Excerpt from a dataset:

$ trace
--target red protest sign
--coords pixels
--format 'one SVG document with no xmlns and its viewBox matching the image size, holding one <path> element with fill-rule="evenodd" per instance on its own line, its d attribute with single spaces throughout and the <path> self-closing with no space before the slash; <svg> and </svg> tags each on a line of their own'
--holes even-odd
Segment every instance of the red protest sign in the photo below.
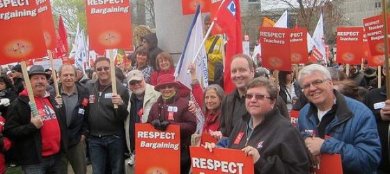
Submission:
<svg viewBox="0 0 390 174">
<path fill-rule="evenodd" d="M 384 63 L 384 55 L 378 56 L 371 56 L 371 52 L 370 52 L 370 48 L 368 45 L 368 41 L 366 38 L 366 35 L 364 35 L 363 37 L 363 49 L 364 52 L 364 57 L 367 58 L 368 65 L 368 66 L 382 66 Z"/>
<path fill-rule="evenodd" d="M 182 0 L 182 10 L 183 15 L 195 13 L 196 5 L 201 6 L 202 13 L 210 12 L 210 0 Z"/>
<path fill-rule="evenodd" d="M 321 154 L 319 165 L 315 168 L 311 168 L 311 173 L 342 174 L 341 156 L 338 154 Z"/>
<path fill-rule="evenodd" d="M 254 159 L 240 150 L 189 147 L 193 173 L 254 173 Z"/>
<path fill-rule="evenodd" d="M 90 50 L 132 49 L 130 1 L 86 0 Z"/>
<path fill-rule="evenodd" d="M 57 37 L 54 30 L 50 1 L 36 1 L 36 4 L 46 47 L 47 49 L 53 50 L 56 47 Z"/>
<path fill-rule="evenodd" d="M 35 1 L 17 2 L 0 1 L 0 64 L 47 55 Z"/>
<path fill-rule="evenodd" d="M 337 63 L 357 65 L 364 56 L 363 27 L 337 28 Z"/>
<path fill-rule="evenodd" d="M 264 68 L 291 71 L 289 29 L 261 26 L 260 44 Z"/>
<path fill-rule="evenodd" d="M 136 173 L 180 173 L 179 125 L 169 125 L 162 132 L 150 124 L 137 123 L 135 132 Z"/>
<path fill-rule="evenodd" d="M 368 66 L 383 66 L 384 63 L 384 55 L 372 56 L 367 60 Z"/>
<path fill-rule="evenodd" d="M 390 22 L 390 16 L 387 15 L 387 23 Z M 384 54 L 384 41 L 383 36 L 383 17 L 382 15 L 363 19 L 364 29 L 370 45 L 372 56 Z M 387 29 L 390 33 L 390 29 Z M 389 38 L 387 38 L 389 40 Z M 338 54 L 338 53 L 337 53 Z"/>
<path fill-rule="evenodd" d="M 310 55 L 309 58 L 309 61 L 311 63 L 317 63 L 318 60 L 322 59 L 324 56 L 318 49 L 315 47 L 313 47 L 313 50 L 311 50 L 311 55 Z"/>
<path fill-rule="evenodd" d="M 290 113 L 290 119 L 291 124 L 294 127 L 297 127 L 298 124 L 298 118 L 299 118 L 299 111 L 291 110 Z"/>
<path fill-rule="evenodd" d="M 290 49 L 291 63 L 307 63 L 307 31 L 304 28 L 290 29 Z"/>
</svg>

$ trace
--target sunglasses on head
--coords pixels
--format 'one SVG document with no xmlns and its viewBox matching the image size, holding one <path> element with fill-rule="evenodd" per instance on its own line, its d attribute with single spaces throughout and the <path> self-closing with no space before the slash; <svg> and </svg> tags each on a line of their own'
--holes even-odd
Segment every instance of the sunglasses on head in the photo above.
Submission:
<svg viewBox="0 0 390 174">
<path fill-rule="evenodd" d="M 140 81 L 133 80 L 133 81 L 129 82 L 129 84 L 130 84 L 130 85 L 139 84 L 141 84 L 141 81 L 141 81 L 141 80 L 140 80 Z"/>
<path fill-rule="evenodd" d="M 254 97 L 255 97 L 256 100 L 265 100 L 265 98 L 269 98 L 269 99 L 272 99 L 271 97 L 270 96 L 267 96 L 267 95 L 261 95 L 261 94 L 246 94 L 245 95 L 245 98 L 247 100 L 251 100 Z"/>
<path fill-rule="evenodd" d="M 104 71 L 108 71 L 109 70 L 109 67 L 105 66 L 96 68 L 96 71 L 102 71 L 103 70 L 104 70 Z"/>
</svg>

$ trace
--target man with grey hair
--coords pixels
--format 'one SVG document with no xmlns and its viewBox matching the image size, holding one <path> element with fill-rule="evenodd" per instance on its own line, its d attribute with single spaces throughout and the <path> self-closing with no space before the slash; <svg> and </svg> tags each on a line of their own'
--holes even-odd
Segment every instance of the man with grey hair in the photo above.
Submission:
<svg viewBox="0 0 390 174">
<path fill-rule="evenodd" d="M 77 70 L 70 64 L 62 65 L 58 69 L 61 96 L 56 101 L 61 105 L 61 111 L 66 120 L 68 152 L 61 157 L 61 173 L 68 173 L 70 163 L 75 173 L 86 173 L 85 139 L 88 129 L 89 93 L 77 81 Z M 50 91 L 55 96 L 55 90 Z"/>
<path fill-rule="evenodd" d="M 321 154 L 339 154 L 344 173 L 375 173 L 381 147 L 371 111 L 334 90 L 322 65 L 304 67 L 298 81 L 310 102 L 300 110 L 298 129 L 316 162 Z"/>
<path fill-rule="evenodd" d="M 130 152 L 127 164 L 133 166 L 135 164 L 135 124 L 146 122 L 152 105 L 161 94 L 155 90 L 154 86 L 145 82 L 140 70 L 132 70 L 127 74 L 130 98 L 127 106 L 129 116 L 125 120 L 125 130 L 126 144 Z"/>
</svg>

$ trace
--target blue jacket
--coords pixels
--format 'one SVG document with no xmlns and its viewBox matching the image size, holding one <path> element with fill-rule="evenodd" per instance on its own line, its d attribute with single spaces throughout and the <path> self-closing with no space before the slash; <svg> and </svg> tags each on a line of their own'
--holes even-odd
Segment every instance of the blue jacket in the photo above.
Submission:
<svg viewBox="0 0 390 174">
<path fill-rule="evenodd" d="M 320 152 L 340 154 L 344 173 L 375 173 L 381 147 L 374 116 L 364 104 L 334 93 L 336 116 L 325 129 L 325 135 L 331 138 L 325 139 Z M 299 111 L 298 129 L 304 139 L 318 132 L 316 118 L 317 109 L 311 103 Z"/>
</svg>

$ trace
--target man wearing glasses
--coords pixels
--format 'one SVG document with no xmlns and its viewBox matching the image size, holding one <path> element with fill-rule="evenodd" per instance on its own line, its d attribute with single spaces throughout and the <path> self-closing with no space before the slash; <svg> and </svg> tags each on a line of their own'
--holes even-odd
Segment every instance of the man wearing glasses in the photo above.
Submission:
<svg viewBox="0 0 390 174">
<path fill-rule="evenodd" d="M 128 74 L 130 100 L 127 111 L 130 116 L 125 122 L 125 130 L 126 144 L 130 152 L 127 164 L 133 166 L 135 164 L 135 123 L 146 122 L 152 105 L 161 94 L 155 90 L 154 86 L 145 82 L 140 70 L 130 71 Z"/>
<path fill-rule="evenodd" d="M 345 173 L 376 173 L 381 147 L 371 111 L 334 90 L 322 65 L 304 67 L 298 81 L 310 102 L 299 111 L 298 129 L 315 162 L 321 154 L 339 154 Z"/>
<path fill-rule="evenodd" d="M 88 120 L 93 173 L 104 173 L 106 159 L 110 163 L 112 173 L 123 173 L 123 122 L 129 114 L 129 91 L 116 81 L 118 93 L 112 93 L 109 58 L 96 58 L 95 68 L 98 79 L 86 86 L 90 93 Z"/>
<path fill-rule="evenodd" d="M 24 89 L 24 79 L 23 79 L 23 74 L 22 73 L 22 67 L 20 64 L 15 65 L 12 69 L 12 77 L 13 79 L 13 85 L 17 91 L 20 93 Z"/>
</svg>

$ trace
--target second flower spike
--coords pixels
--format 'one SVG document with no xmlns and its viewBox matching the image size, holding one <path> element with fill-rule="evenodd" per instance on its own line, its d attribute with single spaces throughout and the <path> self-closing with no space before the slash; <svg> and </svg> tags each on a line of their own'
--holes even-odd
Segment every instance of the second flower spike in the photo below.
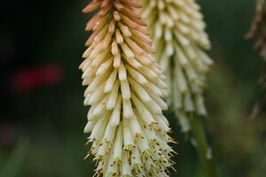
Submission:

THE EXERCISE: Gather every line in the listing where the word "above" appears, and copy each one unchanged.

FINISHED ANSWER:
Segment every instance of the sunglasses on head in the photo above.
Segment every instance of the man with grey hair in the photo above.
Segment every instance of the blue jacket in the photo above.
Segment every instance of the man wearing glasses in the photo above.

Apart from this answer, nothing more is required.